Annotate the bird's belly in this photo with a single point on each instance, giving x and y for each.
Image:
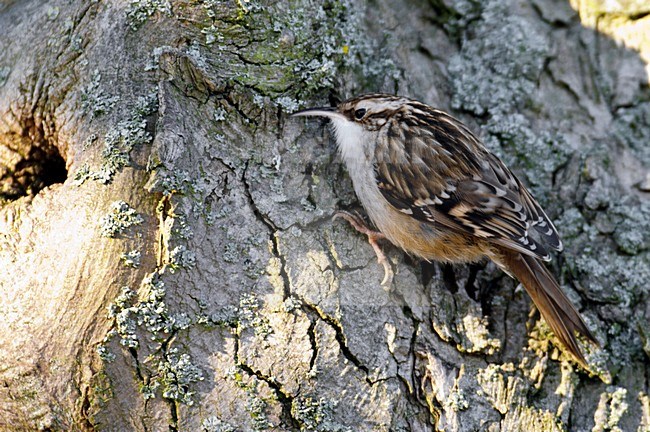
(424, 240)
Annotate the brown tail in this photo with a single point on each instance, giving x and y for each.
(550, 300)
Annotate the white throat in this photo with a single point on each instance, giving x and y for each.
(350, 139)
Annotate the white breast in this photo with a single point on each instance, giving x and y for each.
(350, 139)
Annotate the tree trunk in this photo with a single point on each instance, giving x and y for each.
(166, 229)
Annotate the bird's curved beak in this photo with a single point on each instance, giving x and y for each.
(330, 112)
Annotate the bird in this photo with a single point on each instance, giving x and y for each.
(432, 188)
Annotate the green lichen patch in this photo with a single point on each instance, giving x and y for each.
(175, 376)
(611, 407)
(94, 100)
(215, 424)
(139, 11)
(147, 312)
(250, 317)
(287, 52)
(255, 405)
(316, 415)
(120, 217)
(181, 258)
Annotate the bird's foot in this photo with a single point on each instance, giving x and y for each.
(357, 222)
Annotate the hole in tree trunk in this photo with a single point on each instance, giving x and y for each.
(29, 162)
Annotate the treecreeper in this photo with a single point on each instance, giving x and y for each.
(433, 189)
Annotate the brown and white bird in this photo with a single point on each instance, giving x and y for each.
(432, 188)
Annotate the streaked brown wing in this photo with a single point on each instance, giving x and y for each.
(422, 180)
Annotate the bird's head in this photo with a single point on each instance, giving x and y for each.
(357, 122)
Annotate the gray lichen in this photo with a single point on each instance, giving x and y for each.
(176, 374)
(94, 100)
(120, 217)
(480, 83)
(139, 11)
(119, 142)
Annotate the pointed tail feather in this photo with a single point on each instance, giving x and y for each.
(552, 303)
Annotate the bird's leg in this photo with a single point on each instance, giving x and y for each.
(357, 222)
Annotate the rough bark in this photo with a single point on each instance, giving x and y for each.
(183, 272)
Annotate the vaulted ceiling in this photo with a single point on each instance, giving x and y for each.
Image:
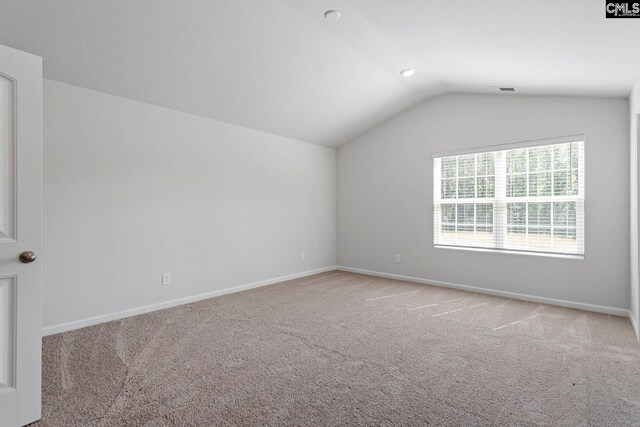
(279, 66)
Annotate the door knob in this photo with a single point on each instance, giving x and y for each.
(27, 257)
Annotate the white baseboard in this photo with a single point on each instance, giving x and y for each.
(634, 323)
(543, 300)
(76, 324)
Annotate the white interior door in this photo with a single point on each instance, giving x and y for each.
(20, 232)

--

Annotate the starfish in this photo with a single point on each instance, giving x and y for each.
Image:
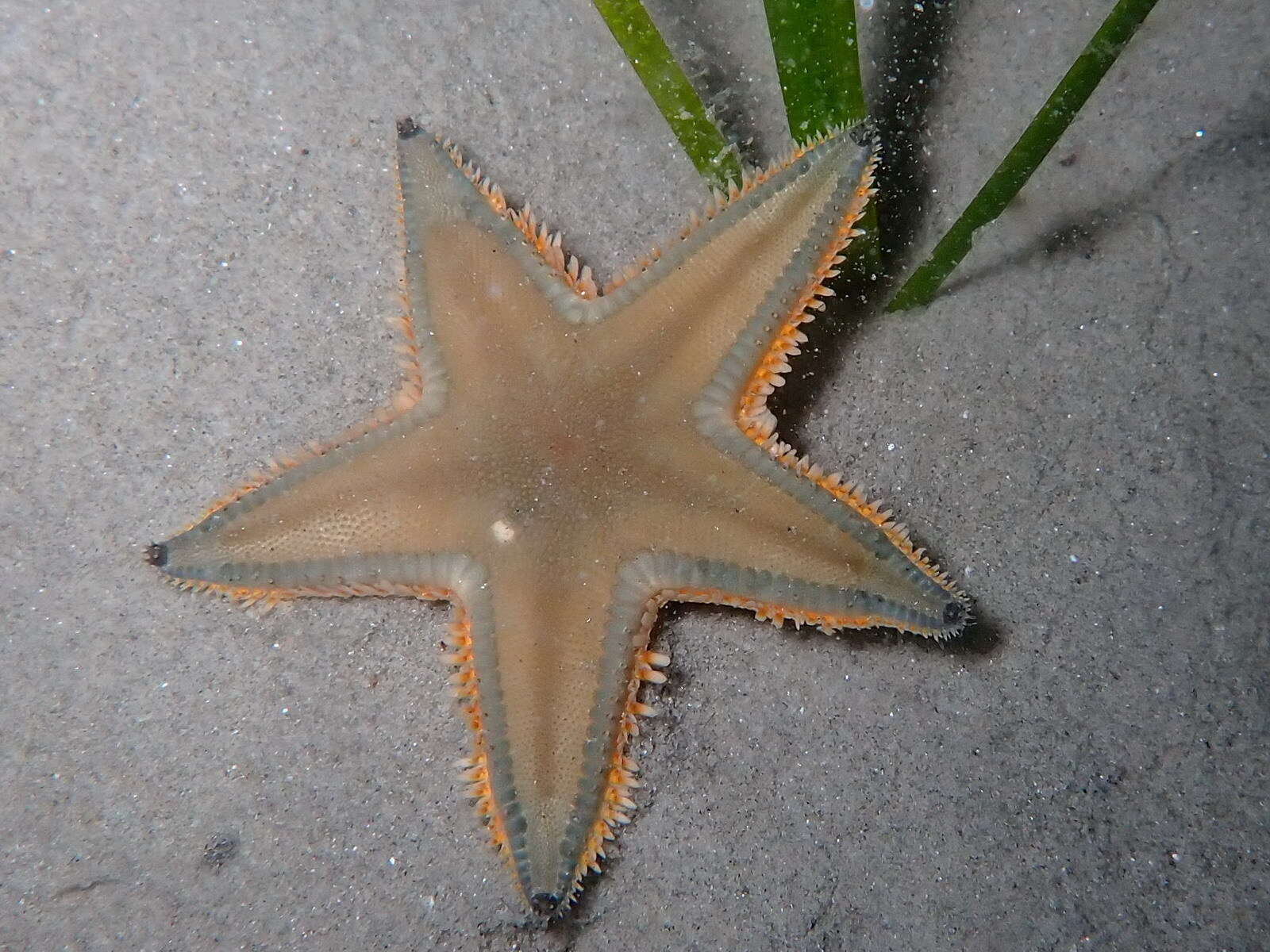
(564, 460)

What you are asked to do >>
Collect every line of the listing above that contains the word "door", treating uppercase and lowercase letters as different.

Result of this task >>
Annotate the door knob in this photo with a single point on each instance, giving x and y for each.
Annotate the white interior door in this photo with a single point on each instance, giving x and y for each.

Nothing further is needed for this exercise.